YOUR OBJECTIVE:
Return all lines of the listing below that carry the word "wall".

··· INPUT DATA

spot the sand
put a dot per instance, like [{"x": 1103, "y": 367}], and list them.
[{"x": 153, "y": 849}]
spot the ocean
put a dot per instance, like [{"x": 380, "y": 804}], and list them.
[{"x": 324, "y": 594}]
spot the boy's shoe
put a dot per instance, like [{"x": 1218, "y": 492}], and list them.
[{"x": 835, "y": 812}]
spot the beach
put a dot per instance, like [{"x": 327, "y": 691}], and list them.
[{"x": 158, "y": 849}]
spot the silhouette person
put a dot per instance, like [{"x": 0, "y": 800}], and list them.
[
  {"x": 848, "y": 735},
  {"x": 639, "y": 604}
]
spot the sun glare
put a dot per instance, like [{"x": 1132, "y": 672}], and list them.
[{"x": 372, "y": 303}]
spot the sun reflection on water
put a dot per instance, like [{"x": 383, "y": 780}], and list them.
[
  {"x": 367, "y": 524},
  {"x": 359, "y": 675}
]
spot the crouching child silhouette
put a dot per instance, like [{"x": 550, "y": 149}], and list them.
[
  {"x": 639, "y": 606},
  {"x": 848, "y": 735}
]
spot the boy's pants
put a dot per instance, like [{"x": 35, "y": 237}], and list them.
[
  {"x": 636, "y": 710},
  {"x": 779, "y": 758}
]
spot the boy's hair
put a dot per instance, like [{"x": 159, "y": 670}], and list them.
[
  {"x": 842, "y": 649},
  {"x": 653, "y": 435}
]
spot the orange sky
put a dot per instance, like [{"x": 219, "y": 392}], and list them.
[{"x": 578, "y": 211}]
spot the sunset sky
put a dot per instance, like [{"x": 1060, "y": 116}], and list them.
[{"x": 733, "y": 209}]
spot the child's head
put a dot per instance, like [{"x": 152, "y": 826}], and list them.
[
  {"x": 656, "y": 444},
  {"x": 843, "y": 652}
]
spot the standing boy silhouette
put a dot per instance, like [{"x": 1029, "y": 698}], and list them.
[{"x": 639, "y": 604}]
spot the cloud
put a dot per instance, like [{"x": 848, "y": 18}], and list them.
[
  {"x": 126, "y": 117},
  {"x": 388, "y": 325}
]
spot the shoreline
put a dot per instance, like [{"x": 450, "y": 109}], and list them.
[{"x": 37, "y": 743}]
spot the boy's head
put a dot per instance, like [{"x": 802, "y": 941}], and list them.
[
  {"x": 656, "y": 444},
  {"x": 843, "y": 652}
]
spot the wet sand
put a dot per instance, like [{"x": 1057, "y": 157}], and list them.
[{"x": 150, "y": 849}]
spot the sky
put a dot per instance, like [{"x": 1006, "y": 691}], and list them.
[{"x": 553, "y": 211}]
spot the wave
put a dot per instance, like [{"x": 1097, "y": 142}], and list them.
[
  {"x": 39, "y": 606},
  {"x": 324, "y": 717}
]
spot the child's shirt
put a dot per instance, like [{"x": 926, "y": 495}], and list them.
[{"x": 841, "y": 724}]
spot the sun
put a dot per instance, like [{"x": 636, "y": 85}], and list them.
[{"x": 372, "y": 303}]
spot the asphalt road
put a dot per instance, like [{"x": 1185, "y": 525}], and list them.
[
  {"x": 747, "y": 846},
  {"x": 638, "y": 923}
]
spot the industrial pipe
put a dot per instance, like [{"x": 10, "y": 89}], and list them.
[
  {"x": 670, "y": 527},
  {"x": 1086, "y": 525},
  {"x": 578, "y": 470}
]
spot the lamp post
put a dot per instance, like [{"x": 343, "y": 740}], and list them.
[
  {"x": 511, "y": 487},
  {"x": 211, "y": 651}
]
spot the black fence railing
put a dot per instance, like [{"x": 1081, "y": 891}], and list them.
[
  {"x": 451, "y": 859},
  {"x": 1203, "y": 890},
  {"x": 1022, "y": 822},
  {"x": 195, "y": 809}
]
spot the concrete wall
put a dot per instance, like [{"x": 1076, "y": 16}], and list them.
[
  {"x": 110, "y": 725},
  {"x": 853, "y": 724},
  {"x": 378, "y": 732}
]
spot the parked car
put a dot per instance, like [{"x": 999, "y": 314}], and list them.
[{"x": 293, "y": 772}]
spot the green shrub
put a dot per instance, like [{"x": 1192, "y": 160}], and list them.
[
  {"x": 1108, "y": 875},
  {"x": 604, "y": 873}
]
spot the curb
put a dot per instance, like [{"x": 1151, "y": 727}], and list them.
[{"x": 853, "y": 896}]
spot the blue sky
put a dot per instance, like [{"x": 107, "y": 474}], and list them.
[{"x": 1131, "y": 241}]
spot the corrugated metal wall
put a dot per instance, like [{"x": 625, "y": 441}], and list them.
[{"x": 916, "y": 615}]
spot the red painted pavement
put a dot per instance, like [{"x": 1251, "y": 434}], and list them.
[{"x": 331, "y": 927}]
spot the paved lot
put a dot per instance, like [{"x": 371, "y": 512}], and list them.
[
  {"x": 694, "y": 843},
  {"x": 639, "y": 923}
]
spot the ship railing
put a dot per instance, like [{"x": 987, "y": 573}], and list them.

······

RESPONSE TO THE EXERCISE:
spot the concrete wall
spot the corrugated metal wall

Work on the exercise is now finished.